SET EXERCISE. Print, please, the line that contains "Task: tag every instance of the operator" and each line after it to the end of the entries, unchanged and with nothing else.

RECORDS SHOWN.
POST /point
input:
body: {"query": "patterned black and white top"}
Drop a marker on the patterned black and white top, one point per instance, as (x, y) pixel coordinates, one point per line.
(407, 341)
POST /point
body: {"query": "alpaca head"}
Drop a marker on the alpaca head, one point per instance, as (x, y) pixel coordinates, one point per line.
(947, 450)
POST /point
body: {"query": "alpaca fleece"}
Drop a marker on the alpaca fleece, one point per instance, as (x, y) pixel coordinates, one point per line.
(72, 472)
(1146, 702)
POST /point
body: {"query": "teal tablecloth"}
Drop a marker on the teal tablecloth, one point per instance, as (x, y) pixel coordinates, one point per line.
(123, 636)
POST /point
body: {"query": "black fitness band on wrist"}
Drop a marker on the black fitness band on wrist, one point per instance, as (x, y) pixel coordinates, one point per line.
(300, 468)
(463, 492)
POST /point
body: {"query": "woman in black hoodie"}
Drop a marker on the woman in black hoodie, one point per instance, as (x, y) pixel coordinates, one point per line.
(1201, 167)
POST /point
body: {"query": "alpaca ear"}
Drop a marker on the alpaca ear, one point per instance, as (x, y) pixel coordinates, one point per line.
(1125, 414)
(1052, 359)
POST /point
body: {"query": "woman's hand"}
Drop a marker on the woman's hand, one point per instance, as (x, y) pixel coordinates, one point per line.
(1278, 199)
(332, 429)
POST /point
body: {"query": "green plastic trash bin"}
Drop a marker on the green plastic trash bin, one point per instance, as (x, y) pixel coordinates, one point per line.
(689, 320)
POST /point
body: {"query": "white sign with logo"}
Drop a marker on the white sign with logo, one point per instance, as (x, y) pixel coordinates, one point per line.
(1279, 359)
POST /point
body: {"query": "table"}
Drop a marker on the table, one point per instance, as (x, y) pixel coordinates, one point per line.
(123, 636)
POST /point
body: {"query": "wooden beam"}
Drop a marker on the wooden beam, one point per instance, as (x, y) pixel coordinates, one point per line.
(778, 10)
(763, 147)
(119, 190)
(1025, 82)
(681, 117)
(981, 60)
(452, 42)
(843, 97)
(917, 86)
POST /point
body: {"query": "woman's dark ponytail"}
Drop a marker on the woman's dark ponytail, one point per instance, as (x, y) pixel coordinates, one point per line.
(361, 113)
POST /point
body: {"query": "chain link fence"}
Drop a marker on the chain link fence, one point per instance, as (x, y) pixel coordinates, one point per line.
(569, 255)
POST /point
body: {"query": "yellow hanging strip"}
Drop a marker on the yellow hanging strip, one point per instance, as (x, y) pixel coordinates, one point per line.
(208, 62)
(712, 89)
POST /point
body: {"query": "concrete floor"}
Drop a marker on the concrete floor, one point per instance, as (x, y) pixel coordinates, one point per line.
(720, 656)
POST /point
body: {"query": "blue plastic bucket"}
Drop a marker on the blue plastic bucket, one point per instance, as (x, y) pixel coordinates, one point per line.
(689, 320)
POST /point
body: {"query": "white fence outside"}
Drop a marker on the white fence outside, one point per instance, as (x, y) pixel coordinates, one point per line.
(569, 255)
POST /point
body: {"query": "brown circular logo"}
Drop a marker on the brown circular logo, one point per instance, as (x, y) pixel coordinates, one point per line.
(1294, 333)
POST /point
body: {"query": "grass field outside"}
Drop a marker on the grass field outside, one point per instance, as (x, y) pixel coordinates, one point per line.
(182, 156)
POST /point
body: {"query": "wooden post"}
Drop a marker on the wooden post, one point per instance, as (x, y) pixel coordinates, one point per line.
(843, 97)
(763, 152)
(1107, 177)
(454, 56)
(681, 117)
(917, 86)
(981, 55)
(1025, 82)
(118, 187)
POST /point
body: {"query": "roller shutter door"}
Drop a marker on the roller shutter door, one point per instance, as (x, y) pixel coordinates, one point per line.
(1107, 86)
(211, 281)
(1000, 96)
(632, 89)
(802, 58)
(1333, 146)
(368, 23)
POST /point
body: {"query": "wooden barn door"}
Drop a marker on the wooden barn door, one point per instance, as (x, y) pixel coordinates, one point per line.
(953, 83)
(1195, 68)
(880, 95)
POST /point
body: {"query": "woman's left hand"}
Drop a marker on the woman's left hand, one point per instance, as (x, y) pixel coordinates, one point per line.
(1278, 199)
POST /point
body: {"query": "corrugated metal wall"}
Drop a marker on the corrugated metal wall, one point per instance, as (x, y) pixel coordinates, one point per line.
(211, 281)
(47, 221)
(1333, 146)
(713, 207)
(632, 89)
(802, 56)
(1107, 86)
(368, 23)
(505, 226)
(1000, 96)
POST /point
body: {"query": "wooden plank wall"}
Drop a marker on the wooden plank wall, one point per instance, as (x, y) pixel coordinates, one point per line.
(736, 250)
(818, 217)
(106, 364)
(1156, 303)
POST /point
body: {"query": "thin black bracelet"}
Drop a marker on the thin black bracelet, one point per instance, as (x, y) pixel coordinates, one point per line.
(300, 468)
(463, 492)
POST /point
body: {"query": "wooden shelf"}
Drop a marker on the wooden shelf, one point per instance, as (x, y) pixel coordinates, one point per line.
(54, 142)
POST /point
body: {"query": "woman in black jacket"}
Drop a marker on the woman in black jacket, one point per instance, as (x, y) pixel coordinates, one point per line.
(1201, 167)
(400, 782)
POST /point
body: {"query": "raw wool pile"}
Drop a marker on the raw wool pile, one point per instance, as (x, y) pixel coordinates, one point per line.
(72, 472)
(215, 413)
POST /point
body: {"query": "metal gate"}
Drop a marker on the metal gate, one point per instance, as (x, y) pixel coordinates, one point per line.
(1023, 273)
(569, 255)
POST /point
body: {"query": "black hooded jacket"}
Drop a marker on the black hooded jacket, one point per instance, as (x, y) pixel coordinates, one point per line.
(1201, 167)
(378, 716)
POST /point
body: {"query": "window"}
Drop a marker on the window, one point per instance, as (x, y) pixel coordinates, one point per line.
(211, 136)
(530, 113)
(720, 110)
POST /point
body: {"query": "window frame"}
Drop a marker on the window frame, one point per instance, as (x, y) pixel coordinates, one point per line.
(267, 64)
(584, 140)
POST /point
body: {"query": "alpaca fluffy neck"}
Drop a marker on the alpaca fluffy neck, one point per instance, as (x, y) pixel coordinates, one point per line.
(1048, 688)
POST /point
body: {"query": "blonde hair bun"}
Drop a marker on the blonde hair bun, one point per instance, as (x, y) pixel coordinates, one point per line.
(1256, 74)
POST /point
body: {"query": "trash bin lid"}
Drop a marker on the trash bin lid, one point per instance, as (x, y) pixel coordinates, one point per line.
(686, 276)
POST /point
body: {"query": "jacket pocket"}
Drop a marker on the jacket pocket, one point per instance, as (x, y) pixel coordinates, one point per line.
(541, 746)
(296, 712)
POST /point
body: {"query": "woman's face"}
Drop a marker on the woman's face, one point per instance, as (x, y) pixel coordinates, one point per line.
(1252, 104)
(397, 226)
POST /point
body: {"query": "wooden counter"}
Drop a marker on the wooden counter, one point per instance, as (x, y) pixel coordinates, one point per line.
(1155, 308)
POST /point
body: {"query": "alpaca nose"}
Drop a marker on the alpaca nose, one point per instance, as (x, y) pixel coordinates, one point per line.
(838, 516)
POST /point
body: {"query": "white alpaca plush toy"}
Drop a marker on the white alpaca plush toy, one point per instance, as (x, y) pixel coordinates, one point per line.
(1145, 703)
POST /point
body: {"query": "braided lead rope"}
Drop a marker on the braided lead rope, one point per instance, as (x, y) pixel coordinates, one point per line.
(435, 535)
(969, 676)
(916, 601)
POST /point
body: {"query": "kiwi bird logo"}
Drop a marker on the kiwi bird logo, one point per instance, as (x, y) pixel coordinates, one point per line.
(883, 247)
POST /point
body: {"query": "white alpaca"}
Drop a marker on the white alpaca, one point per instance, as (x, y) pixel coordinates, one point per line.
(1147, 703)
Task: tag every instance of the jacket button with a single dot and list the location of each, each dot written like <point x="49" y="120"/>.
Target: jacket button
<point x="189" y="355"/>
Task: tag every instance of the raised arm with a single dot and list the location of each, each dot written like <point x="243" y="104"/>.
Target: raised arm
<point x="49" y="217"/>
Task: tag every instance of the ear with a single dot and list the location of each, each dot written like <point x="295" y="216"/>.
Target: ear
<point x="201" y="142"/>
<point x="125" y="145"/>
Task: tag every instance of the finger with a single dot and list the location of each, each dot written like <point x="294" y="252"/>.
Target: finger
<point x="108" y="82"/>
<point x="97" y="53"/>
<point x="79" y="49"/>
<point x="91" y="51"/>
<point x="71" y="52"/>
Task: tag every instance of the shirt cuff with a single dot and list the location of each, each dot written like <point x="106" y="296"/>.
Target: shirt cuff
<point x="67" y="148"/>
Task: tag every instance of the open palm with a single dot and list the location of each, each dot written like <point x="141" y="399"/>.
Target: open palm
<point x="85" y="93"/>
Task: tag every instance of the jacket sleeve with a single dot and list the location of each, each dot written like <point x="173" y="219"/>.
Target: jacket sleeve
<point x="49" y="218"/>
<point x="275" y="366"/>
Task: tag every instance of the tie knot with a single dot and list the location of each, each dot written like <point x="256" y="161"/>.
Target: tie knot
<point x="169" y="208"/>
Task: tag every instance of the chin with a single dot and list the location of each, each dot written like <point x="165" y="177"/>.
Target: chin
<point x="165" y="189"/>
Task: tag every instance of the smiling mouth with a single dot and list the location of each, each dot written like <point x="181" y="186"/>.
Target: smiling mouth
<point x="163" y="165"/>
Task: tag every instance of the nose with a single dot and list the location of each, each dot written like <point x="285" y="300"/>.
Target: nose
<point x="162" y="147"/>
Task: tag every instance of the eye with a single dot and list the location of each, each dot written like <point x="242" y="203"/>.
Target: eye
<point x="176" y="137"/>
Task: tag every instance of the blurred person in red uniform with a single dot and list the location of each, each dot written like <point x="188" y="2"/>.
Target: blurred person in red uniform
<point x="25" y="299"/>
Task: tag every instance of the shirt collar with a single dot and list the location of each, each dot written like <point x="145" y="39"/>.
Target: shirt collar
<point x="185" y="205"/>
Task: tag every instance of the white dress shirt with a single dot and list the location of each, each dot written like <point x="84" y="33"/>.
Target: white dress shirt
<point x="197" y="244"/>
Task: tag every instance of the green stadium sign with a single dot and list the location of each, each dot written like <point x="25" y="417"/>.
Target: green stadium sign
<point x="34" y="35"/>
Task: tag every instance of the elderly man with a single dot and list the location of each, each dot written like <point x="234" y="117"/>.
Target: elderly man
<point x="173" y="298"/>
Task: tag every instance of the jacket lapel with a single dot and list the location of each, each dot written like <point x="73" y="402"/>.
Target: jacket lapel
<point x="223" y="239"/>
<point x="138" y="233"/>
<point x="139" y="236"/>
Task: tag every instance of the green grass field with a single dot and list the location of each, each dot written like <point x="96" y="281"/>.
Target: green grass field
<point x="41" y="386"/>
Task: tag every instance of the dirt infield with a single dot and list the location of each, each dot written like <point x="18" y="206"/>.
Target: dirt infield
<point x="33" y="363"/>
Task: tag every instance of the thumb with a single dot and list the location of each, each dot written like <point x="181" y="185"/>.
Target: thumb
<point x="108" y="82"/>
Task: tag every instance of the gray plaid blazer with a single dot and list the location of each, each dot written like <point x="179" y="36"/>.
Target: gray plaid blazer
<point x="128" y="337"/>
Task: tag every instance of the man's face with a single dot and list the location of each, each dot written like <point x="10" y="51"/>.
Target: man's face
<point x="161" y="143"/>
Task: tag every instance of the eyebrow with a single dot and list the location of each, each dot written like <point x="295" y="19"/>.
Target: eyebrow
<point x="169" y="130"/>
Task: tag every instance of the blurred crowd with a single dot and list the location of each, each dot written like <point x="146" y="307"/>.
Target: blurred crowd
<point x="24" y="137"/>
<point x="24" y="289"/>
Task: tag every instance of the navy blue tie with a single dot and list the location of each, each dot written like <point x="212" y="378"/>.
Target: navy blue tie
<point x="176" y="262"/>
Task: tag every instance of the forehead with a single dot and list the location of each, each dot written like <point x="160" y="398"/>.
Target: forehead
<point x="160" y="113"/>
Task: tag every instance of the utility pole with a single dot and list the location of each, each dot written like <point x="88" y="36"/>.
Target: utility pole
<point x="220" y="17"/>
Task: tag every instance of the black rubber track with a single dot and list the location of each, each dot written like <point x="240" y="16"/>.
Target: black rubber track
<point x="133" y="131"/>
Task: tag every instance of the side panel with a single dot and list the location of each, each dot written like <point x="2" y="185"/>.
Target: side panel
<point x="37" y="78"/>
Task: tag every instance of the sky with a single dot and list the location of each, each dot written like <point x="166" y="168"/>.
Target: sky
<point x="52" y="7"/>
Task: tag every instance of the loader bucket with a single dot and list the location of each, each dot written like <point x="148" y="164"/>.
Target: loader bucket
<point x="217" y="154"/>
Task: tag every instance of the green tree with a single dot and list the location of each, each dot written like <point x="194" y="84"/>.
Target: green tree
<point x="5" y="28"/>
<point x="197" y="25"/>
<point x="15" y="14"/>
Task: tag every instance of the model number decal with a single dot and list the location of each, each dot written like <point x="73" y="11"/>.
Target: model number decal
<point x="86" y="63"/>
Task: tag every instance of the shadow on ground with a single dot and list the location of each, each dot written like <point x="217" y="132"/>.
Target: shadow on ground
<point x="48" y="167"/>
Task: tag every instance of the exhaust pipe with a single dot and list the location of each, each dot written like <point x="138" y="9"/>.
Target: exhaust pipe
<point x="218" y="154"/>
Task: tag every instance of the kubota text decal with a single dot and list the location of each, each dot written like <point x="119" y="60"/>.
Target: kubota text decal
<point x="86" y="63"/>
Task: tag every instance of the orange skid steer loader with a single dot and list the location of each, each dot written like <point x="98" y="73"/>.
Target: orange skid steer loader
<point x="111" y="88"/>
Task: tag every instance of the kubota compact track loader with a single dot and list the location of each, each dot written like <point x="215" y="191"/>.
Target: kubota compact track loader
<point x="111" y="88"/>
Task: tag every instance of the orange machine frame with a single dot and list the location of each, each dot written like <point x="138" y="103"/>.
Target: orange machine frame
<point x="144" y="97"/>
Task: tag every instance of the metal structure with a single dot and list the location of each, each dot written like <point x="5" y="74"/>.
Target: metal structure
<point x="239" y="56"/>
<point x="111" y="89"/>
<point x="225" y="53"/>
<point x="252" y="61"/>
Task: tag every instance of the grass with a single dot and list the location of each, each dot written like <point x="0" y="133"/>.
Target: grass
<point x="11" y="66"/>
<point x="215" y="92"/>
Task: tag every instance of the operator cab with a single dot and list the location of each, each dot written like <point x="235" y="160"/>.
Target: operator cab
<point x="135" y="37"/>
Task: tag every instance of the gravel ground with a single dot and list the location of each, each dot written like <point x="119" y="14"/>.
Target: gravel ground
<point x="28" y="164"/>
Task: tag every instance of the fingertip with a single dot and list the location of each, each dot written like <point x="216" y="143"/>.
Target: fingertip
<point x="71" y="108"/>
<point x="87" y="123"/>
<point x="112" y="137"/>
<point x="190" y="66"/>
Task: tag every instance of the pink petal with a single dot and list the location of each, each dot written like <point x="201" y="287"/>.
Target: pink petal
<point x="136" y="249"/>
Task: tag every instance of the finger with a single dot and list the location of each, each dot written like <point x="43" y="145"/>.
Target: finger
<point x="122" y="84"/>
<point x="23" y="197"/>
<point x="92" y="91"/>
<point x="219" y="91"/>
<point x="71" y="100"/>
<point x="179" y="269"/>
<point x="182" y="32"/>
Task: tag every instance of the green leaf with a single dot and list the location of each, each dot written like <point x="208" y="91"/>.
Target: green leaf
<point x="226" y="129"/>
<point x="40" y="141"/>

EXERCISE SOLUTION.
Task: tag every instance of the operator cab with a single dot and list the location of each, each dot written like <point x="235" y="160"/>.
Target: operator cab
<point x="135" y="37"/>
Task: tag every instance of the gravel ground with a single dot and list the location of each, each dot written like <point x="119" y="14"/>.
Target: gravel ground
<point x="28" y="164"/>
Task: tag every instance of the fingertip with a single dot and list the location of each, each dot written like <point x="216" y="143"/>.
Target: fingertip
<point x="71" y="108"/>
<point x="87" y="123"/>
<point x="112" y="137"/>
<point x="190" y="66"/>
Task: tag every instance of the pink petal with a single dot and list the location of each, each dot written like <point x="201" y="287"/>.
Target: pink petal
<point x="136" y="249"/>
Task: tag every instance of the finger with a single dot and list the location of each, each dot written like <point x="43" y="145"/>.
Target: finger
<point x="122" y="84"/>
<point x="23" y="197"/>
<point x="92" y="91"/>
<point x="219" y="91"/>
<point x="71" y="100"/>
<point x="179" y="269"/>
<point x="182" y="32"/>
Task: tag every instance of the green leaf with a single dot and list the location of each, each dot written like <point x="208" y="91"/>.
Target: green leaf
<point x="226" y="129"/>
<point x="40" y="141"/>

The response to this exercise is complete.